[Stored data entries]
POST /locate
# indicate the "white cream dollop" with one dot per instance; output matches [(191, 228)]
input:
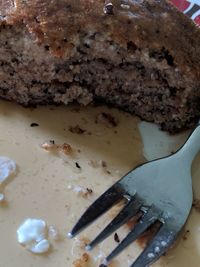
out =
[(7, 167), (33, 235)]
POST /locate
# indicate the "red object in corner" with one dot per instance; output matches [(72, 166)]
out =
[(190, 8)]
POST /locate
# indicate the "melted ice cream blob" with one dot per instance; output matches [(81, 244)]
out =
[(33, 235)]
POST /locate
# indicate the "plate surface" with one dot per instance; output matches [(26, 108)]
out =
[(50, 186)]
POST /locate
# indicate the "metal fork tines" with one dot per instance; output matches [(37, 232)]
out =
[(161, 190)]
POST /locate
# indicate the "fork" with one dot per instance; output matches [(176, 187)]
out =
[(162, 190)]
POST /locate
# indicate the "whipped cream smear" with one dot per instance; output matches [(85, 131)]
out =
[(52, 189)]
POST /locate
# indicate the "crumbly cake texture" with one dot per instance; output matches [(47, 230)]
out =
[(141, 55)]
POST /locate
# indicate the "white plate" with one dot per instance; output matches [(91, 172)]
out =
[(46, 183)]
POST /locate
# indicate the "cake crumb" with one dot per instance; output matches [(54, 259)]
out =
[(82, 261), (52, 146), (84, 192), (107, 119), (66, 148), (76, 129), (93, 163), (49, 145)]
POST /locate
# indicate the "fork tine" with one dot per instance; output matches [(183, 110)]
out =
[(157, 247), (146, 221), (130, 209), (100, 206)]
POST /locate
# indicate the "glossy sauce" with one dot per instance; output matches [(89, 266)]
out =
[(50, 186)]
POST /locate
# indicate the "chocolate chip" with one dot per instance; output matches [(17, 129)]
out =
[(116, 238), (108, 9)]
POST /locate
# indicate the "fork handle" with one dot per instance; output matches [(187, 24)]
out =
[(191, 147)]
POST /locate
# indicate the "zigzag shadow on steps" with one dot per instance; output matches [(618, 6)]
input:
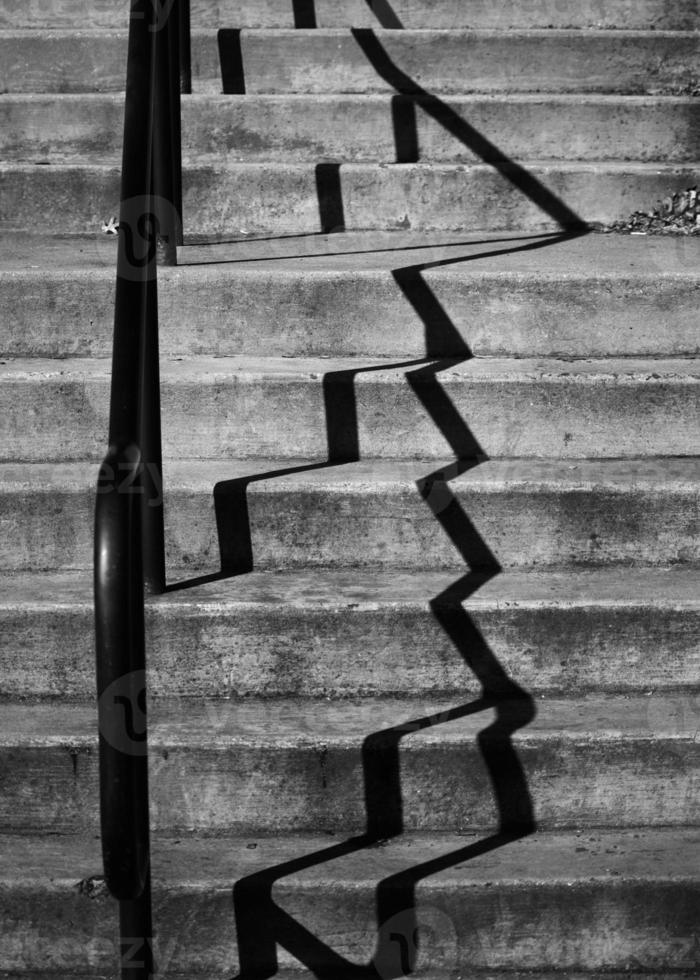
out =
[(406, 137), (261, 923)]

#### YOUR TASK
All lines from the one containing "matches [(618, 6)]" through the final line of the entries above are to be copied exactly; the pictures are not.

#### SOLUTION TO THIS TASK
# indicate the "zigzag shadow on steps" with one dot per instance; output matches [(618, 6)]
input:
out =
[(406, 137), (261, 923)]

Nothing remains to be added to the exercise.